Task goal:
Write out the listing below line for line, without changing a word, and leave out the pictures.

Information shown:
— Begin —
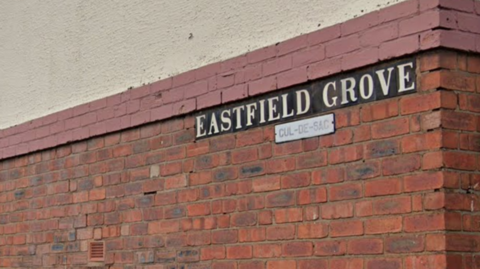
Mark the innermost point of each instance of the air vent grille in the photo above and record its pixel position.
(96, 251)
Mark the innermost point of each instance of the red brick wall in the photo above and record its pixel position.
(395, 187)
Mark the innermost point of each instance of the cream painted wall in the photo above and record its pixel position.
(55, 54)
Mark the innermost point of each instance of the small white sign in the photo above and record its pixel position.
(311, 127)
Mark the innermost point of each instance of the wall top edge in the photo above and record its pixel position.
(399, 30)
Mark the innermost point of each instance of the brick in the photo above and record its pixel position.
(288, 215)
(458, 160)
(399, 10)
(433, 61)
(360, 58)
(280, 199)
(310, 160)
(346, 228)
(379, 111)
(234, 93)
(297, 249)
(345, 191)
(387, 263)
(399, 47)
(455, 80)
(244, 155)
(211, 253)
(458, 121)
(423, 181)
(425, 21)
(312, 264)
(280, 165)
(344, 263)
(251, 265)
(400, 165)
(421, 142)
(342, 46)
(346, 154)
(313, 195)
(281, 232)
(365, 246)
(382, 148)
(266, 184)
(266, 250)
(281, 264)
(252, 235)
(312, 230)
(224, 237)
(239, 252)
(379, 34)
(390, 128)
(330, 248)
(383, 225)
(424, 222)
(292, 77)
(337, 211)
(261, 54)
(296, 180)
(324, 68)
(244, 219)
(324, 35)
(308, 56)
(397, 205)
(363, 171)
(383, 187)
(198, 209)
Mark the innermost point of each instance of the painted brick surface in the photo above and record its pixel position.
(402, 29)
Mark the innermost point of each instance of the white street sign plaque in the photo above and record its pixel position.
(311, 127)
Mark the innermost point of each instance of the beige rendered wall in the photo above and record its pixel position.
(55, 54)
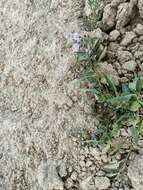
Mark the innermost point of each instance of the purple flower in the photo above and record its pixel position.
(75, 47)
(75, 36)
(88, 51)
(65, 37)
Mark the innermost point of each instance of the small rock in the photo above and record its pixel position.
(87, 184)
(114, 35)
(109, 16)
(124, 13)
(130, 65)
(102, 183)
(129, 36)
(48, 177)
(135, 172)
(139, 29)
(74, 176)
(109, 69)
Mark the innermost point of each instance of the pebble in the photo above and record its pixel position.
(102, 183)
(63, 170)
(129, 36)
(139, 29)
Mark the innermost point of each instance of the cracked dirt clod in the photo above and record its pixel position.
(109, 17)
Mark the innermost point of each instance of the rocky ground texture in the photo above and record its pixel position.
(43, 114)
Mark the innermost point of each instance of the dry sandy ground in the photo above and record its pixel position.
(38, 103)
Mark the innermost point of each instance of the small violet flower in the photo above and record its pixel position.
(75, 36)
(65, 37)
(75, 47)
(88, 51)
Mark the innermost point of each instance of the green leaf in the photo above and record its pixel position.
(122, 99)
(134, 133)
(139, 85)
(134, 106)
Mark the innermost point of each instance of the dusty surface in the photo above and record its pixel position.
(40, 102)
(38, 107)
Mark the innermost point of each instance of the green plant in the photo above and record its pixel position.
(96, 7)
(121, 105)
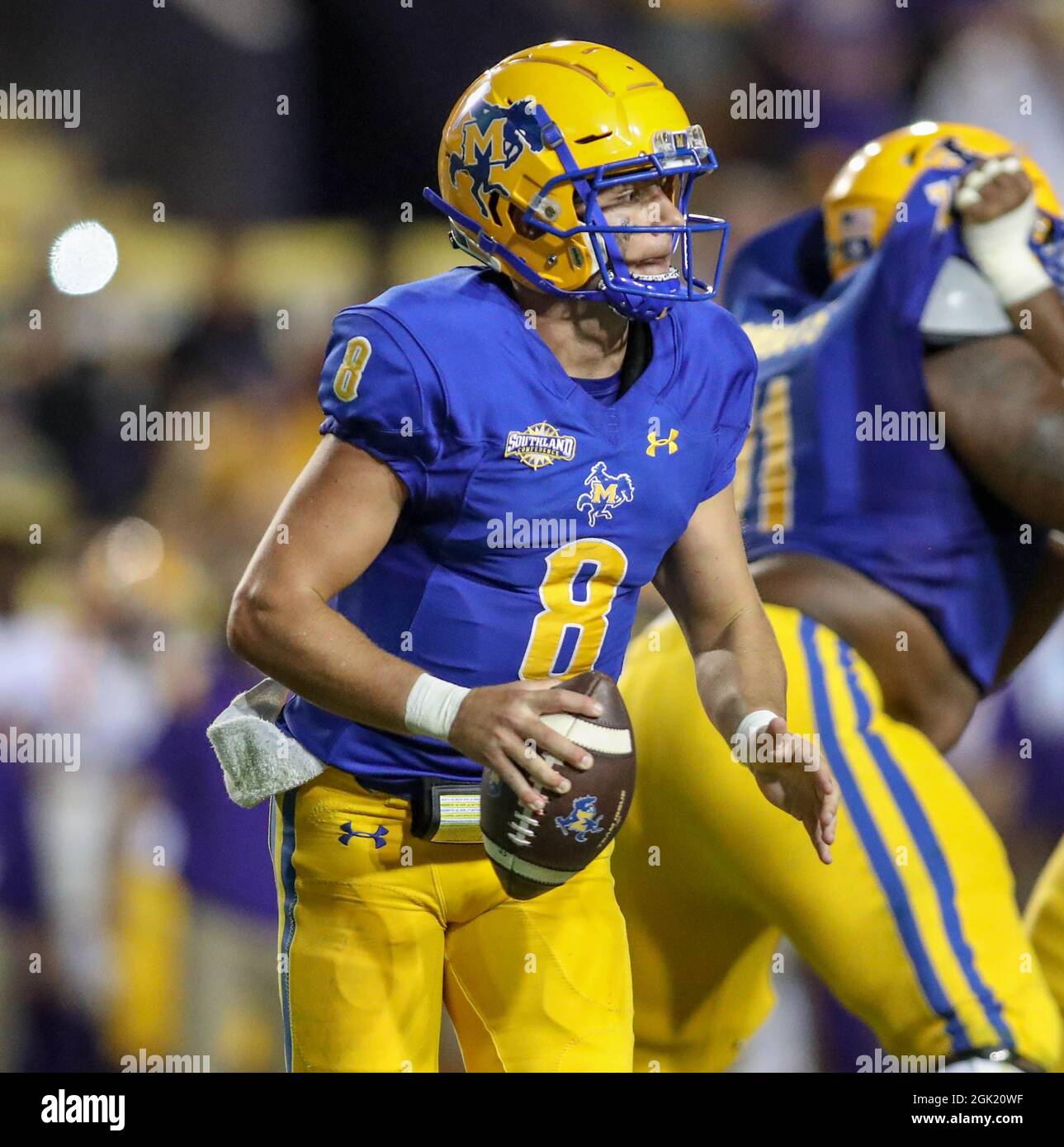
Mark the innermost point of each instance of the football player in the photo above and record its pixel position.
(510, 453)
(898, 491)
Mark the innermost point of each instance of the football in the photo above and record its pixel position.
(534, 852)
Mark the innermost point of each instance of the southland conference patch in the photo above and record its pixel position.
(540, 444)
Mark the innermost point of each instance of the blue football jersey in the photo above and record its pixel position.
(535, 513)
(845, 459)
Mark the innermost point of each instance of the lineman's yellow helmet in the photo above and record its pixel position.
(526, 152)
(861, 202)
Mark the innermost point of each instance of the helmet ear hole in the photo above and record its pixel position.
(525, 229)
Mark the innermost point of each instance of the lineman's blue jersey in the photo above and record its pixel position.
(535, 513)
(841, 462)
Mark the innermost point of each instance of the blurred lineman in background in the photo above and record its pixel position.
— End —
Written response:
Mark the innermost point of each instance of the air vent grille in the photo above and record its pixel position.
(96, 251)
Mark the innermost point of each instance of the red brick wall in the photo above and record its pixel position.
(395, 187)
Mark the innermost point of each instance of the cream painted wall in the photo above and record its pixel position.
(55, 54)
Mark the innermost point of each instance of the small white sign in the photo above and record its pixel position.
(311, 127)
Mark the innermost point of each instance of the wall top edge in the photo above and record its pixel position.
(399, 30)
Mark the innermost point of each instance of the brick in the photo above and record its pixel position.
(288, 215)
(458, 160)
(399, 10)
(433, 61)
(360, 58)
(280, 199)
(310, 160)
(346, 228)
(379, 111)
(234, 93)
(297, 249)
(345, 191)
(387, 263)
(399, 47)
(455, 80)
(244, 155)
(211, 253)
(458, 121)
(423, 181)
(425, 21)
(312, 264)
(280, 165)
(344, 263)
(251, 265)
(400, 165)
(421, 142)
(342, 46)
(346, 154)
(313, 195)
(281, 232)
(365, 246)
(382, 148)
(266, 184)
(266, 250)
(281, 264)
(252, 235)
(312, 230)
(224, 237)
(239, 252)
(379, 34)
(390, 128)
(330, 248)
(383, 225)
(424, 222)
(292, 77)
(337, 211)
(261, 54)
(296, 180)
(324, 68)
(244, 219)
(324, 35)
(308, 56)
(397, 205)
(363, 171)
(383, 187)
(198, 209)
Mark the innermost point of each instance of the painted brick surface in the photo above and record its pixel position.
(402, 29)
Mark the innermost point of each instance of the white street sign plaque in the photo above and record its pixel position.
(311, 127)
Mark the innermost point of each instance of the beige rendered wall in the photo above and record its pixel position.
(55, 54)
Mark the innermost point of each instance of the purple flower in the photo above and record its pixel position.
(75, 47)
(75, 36)
(88, 51)
(65, 37)
Mark the innermost point of each instance of the small rock in the photo above and record its pixel position.
(87, 184)
(114, 35)
(109, 16)
(124, 13)
(130, 65)
(102, 183)
(129, 36)
(48, 177)
(135, 172)
(139, 29)
(74, 176)
(109, 69)
Mark the innermost point of each instance of the pebble in the photo above and record its pixel position.
(102, 183)
(63, 170)
(129, 36)
(139, 29)
Mark the innermost point of each instance of the cracked dirt clod in the photo above and record its pixel position.
(109, 17)
Mark the innermost point of each instance of the rocky ground texture in the photo above and record its pixel position.
(43, 114)
Mark the innermost point of each instance of the dry sandy ground in the photo above and record its pixel position.
(38, 103)
Mark the innermost point of each instance of the small violet flower in the photo above and record its pixel position.
(75, 36)
(65, 37)
(75, 47)
(88, 51)
Mark the innermost point of each instance of the green leaf in the photo above and record its pixel position.
(122, 99)
(134, 133)
(139, 85)
(134, 106)
Mark the innermost point of each instance of the dusty surface in the photo above and record its pixel position.
(40, 102)
(38, 107)
Mark the innermost point of each instance of the green plant in the photo above and record its pixel position.
(96, 7)
(121, 105)
Mark the innermost point of each instance of the football player in the photo above and record its pixel position.
(510, 453)
(898, 491)
Mark the innermost point of each instance of the football in the photo above and record its pixel position.
(534, 852)
Mark the innermost point of each instance of the southland conference patch in the photo above and record its pixel position.
(540, 444)
Mark the innermost point of each instance of the blue football jersey in the photo above and record its pixel position.
(535, 513)
(845, 459)
Mark the innermost point of each instance of the lineman's yellow helmet in the photo above and record its pixel position.
(526, 152)
(861, 202)
Mark the innermost point of each instance of the helmet ear hole in the photo above and record its pixel position.
(525, 229)
Mark the innermost point of each instance of the lineman's blue jersey in the photo above and record its pixel position.
(535, 513)
(841, 462)
Mark the innermost point of each instance of the blurred lineman in background in the photo above and record its pixel position.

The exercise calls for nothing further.